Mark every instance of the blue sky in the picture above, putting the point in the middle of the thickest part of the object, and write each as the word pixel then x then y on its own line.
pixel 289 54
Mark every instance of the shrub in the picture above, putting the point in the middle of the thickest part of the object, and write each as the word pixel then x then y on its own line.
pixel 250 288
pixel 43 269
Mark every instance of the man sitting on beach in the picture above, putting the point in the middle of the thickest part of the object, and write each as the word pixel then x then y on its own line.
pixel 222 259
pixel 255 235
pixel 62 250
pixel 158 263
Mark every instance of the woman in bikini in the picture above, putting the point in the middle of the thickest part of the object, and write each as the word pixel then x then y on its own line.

==========

**How to complete this task**
A precise copy of all the records is needed.

**Result for this task**
Mark every instance of the blue sky in the picture above, putting the point in the middle of the thickest part of the object, and write each as the word pixel then x then y on its own line.
pixel 289 54
Mark every instance of the shrub in the picture above, putting the point in the middle of the thickest part of the object, and write each as the word pixel then x then y on its own line.
pixel 250 288
pixel 43 269
Mark every instance of the man sitting on beach in the picture above, putting the point in the middle of the thickest part of the object, and write each as the word pixel then x then y on its own line.
pixel 222 259
pixel 255 235
pixel 62 250
pixel 158 263
Mark every instance of the woman in bikini in the picture above, putting the point in the middle of the thickest part of the object, and write each as the word pixel then x then y on its own line.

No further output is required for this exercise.